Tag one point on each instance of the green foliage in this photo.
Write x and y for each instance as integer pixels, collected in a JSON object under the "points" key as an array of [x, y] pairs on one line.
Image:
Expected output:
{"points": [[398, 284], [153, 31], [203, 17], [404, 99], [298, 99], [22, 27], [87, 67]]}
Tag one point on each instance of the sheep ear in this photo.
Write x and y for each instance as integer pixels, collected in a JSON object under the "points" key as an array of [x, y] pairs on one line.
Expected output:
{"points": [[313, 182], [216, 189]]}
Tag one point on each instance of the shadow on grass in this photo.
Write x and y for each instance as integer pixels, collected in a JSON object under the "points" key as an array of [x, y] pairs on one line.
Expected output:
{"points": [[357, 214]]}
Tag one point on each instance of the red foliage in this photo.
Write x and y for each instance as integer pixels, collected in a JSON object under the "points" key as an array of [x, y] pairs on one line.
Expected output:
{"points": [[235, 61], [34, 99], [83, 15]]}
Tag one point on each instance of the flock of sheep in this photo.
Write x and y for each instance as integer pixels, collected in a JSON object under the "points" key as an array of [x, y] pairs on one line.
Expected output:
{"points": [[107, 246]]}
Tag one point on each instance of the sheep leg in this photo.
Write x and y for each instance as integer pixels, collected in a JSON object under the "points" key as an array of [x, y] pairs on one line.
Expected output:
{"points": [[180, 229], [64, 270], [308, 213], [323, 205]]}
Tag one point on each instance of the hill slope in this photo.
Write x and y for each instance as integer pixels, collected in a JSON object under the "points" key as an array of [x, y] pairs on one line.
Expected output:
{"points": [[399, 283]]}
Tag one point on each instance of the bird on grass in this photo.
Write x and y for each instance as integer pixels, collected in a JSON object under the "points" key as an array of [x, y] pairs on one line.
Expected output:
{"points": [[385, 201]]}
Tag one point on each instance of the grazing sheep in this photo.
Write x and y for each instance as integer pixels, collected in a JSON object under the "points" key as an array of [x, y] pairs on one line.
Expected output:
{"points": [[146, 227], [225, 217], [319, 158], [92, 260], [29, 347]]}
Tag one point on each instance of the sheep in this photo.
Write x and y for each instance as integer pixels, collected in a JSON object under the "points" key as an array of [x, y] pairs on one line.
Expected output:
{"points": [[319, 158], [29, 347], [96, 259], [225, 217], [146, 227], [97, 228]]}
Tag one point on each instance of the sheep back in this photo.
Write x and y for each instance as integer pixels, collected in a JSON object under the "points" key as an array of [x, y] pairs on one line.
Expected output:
******************************
> **Task item**: Tally, in the data above, the lines where the word "grass" occurs, and give the figure alone.

> **Final answer**: 2